Supplied passage:
------------------------------------------------
An Introduction to the logisticPCA R Package

logisticPCA is an R package for dimensionality reduction of binary data. Three methods are implemented:

Exponential family PCA (Collins et al., 2001) applied to Bernoulli data, using the algorithm of de Leeuw, 2006,
Logisitic PCA of Landgraf and Lee, 2020 - preprint,
The convex relaxation of logistic PCA (ibid).

Methods Implemented

We assume that there are n observations of d-dimensional binary data, which can be represented as an n × d matrix, X. If we assume that each element, x_ij, is Bernoulli with probability p_ij, the natural parameter, θ_ij is the logit of the probability $$ \theta_{ij} = \log \frac{p_{ij}}{1 - p_{ij}}. $$

Exponential Family PCA

Collins et al. (2001) proposed exponential family PCA to extend PCA to binary and other types of data. For binary data, they assume that the logit of the probability matrix can be written as a matrix factorization, logit(P) = 1_nμ^T + AB^T, where A and B are of a lower rank, k, and μ is a d-dimensional vector of main effects.

Due to the matrix factorization representation, we will refer to this formulation as logistic SVD below.

Logistic PCA

Logistic PCA extends Pearson (1901)’s initial formulation of principal component analysis. Pearson’s formulation seeks to find a rank-k projection of the data which is as close to the original data as possible, in terms of mean squared error. That is, it minimizes, $$ \frac{1}{n} \sum_{i = 1}^n \| (\mathbf{x}_i - \boldsymbol{\mu}) - \mathbf{U}\mathbf{U}^T (\mathbf{x}_i - \boldsymbol{\mu}) \|^2, $$ over μ and d × k orthonormal matrix U.
------------------------------------------------
Excerpts from segmentation records:
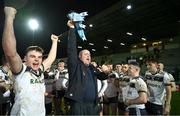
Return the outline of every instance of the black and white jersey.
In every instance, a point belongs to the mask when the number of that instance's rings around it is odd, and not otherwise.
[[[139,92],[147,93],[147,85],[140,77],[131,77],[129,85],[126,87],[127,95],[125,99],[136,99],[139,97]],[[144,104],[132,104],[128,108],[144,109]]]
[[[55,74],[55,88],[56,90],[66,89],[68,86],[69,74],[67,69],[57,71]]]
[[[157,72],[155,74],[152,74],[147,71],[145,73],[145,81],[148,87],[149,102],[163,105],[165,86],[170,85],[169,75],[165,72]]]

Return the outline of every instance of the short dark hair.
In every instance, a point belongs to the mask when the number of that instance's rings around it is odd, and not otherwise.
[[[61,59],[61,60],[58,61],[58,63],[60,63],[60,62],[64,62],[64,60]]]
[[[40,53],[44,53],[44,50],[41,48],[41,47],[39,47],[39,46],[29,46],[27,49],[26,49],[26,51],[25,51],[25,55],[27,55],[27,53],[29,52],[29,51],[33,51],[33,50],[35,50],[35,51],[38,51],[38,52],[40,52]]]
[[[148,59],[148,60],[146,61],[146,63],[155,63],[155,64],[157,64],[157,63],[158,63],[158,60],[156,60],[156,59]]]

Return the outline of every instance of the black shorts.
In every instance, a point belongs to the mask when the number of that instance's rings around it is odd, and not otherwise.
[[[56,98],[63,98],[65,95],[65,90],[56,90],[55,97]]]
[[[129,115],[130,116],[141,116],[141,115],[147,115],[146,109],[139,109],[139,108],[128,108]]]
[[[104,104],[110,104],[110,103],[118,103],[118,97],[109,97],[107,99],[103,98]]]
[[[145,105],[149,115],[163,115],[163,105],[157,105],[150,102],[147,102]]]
------------------------------------------------
Directions:
[1] Answer these questions from the logisticPCA introduction:
(a) How many methods does the package implement?
(b) What name does the text adopt for the Collins et al. formulation because of its matrix factorization representation?
(c) In terms of what measure does Pearson's formulation seek a projection close to the original data?
[2] From the logisticPCA introduction, print everything from "An Introduction to" down to "logistic PCA (ibid).", word for word.

Responses for each task:
[1]
(a) Three
(b) Logistic SVD
(c) Mean squared error

[2]
An Introduction to the logisticPCA R Package

logisticPCA is an R package for dimensionality reduction of binary data. Three methods are implemented:

Exponential family PCA (Collins et al., 2001) applied to Bernoulli data, using the algorithm of de Leeuw, 2006,
Logisitic PCA of Landgraf and Lee, 2020 - preprint,
The convex relaxation of logistic PCA (ibid).